Die Harmonie der beiden gipfelte im Mozartstück, das sie mit vier Händen auf einer Gitarre spielten. Mit Standing Ovations endete ein fulminanter Auftakt eines Festivals, das Wertingen hier sein Eigen nennen darf.
Dass man die Gitarre auf so verschiedene Arten, durch unterschiedliche Spielweisen kennen lernen kann, bewies auch der zweite Abend. Mit mystischen Klängen begann dieser, um dann in eine Kraft zu kommen, wie man sie von den großen Gitarristen wie etwa einem Jimi Hendrix kennt. Claus Boesserferrari, der den zweiten Abend eröffnete, nutzt seine Gitarre nicht nur im ursprünglichen Sinne. Für ihn ist sie auch Schlagzeug, Percussion, einfach das Medium mit dem er Töne erzeugt, die einem durch den Körper fahren, im positiven Sinne. Und so wähnte man sich durch diese zunächst in der klaren, frischen Natur, um dann im nächsten Moment darin wieder das pulsierende Treiben in den Gassen irgendeines beliebigen Ortes zu hören oder sich an einem Platz inmitten von fröhlichen Menschen zu fühlen. Weiter erspürte man über seine Klänge eine unendliche Weite, die sonst auf einem Berg ins Tal blickend oder am Rand einer Klippe stehend in den Wellen des Meeres erfahrbar werden kann. Schließlich tauchte vor dem geistigen Auge ein Motorradfahrer auf, der den Highway entlang fährt.
Das Spiel des Gitarristen, aus dem Moment geboren, scheint willkürlich, doch nach etwa einer Stunde erschloss sich dem Zuhörer eine filmgleiche Reise durch die Fantasie, in der Wirklichkeit über Boesser-ferraris fantastisches Gitarrenspiel entstand.
In seiner Zugabe präsentierte er unter anderem seine Version von Moon River, sanft, dennoch kraftvoll und einfach nur schön. So schön, dass zwei weitere folgten und sich sogar ein paar Takte von „Der Mond ist aufgegangen“wie selbstverständlich in das emotionale Spiel einfügten.

★ ★ ★ ★

Aufgabenstellung. Geben Sie den Abschnitt des Konzertberichts von „Das Spiel des“ bis einschließlich „fantastisches Gitarrenspiel entstand.“ wortgetreu wieder.

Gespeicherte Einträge
★ ★ ★ ★

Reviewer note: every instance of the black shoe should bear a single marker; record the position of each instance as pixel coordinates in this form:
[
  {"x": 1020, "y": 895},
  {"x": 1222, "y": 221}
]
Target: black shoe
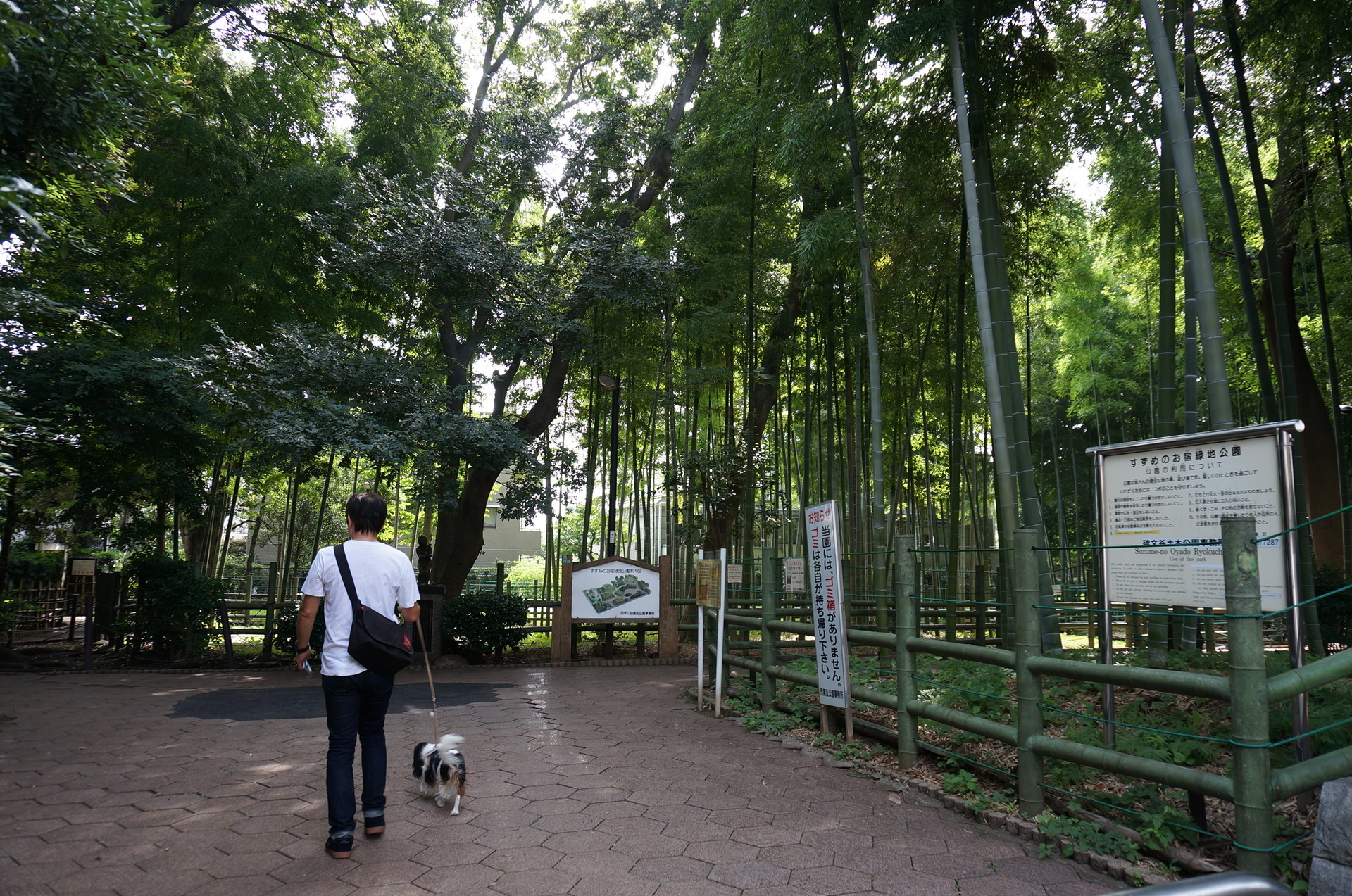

★ ★ ★ ★

Aufgabenlösung.
Das Spiel des Gitarristen, aus dem Moment geboren, scheint willkürlich, doch nach etwa einer Stunde erschloss sich dem Zuhörer eine filmgleiche Reise durch die Fantasie, in der Wirklichkeit über Boesser-ferraris fantastisches Gitarrenspiel entstand.